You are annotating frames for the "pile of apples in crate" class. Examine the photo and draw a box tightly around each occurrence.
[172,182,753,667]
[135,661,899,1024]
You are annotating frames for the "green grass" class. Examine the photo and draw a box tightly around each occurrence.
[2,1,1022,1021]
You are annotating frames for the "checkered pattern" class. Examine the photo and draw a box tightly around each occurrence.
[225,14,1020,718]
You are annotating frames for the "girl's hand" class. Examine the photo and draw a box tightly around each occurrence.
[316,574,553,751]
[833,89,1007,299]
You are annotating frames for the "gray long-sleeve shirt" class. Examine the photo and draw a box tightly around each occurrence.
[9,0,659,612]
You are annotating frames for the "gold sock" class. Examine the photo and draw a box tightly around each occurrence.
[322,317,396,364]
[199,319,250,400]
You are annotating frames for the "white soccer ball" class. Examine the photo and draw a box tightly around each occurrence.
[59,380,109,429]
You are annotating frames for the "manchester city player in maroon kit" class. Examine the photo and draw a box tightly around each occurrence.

- - - -

Task item:
Word for word, retype all of the entries above.

Response:
You are annotating frames for the "pile of apples in crate" class. Examine the photo and draw a box tightly around each occurrence.
[172,182,753,667]
[135,661,899,1024]
You are annotating frames for the "green grass" class. Examine the photo and draw a box tightly around each occurrence.
[2,1,1022,1021]
You are annotating frames for the "checkered pattern" class. Examine the photo and draw a box tightly around each occurrence.
[225,14,1020,718]
You are annotating frames for the "girl's hand" class. Examine the photo and draw a box tightly around each occurrence.
[316,574,553,751]
[833,89,1007,299]
You are annotating frames for the "gray long-sleeve shirt" class. Examine the photo and draw a box tightly around each occurrence.
[9,0,659,612]
You are annotating frames for the "gold sock" class. Examine the photo and draw a box tightly around each occurrence.
[322,317,396,364]
[199,319,250,400]
You are annotating frames for the "white soccer ball" class. Examine the photo and draw a box tightly around each occurrence.
[59,380,109,429]
You are annotating frames for the "manchester city player in maroon kit" class. Examine the photo and draw a box tightly around each occurrence.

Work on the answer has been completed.